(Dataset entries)
=-=-=
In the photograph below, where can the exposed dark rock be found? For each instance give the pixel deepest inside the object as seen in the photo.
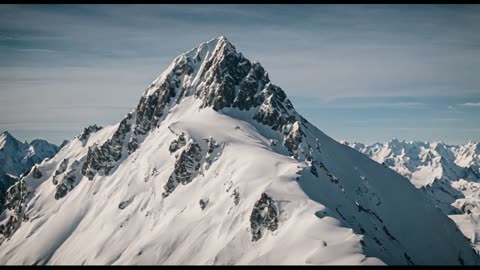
(408, 258)
(105, 156)
(61, 169)
(87, 132)
(178, 143)
(264, 216)
(186, 167)
(236, 196)
(124, 204)
(14, 202)
(37, 173)
(68, 182)
(203, 203)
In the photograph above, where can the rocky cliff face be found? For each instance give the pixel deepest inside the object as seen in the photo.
(215, 166)
(17, 158)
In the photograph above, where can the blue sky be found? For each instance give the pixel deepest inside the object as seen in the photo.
(358, 72)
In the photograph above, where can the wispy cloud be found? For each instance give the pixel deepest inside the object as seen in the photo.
(74, 60)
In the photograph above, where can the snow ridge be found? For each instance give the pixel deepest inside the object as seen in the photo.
(215, 166)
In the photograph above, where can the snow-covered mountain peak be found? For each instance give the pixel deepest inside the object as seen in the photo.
(215, 166)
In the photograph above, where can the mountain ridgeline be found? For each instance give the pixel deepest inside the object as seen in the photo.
(215, 166)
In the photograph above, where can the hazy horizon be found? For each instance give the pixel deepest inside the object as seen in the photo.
(364, 73)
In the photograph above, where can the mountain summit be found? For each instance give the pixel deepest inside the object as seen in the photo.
(215, 166)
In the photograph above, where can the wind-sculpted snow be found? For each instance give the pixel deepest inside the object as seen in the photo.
(264, 216)
(448, 175)
(244, 178)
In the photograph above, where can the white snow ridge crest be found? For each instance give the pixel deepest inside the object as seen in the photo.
(215, 166)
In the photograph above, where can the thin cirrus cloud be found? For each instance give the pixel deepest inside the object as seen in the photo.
(351, 62)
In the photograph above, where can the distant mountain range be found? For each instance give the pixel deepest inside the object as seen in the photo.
(215, 166)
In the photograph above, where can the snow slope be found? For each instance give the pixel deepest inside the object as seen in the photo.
(214, 166)
(448, 175)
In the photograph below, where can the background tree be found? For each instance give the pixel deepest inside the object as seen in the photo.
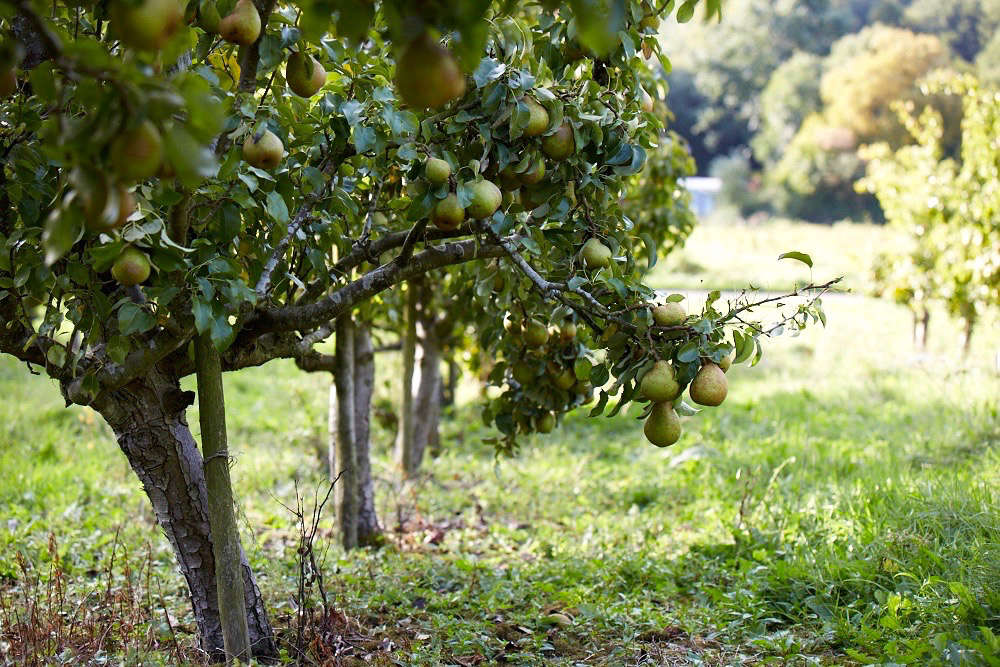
=-=-=
> Problem statement
Every entry is to be reproduced word for word, and no image is carried over.

> Result
In the photograph below, where can the exposed dark rock be found? For each instance give the pixel deepest inside the object as seen in the photo.
(408, 258)
(105, 156)
(61, 169)
(87, 132)
(178, 143)
(264, 216)
(186, 167)
(236, 196)
(124, 204)
(14, 202)
(37, 173)
(68, 182)
(203, 203)
In the photograph above, where can the rocky cliff face be found? For each instance give the pixel deepest inside the object as seen in the photo.
(215, 166)
(17, 158)
In the photograph above, where can the blue sky be found? For each instance give the pixel deepest inside the object as seen in the photo.
(358, 72)
In the photograph above, where can the wispy cloud be found? For each instance give the pixel deepest inside the object as seen in the photo.
(74, 60)
In the photograph above, where can the snow ridge be found? For each instance give the pixel deepest inside the object as seen in the photo.
(215, 166)
In the photograph above, where can the snow-covered mountain peak be found? For each instance give the pixel deepest inside the object as seen in the photo.
(215, 166)
In the photograph above, where can the mountain ridgeline be found? For each instance give the pixel deepest inside the object as seen in the photo.
(215, 166)
In the photograph above, where can the hazy horizon be found? For each instance give the pixel deepest inside the object as seen in the photo.
(364, 73)
In the photograph above, where can the mountain summit be found? For each instance give the pixel deepest inside the object as seen in the photo.
(215, 166)
In the photograph above, where can the wind-sculpted snow be found? For each instance give the pixel deepest inside the object as seen in the photo.
(264, 216)
(448, 175)
(244, 178)
In the photograph above, where can the white snow ridge crest be found? For each instance give the pixel deepest inside the object as seen in the photo.
(215, 166)
In the photograph above, where can the thin cirrus cloud be found? For each instance give the pixel deepest inside the object as seen in the photo.
(351, 62)
In the photograph above, where can the distant mountain range be found? For each instance give the pixel deepest inside the object as seen in the photo.
(215, 166)
In the photograph above, where can the snow slope be found? For each instance give the pixel deepest inside the object as seen in the photo.
(214, 166)
(448, 175)
In the photograph below, where can the background tree be found? For each instance give the pixel deepest inside the object as seen in the photo.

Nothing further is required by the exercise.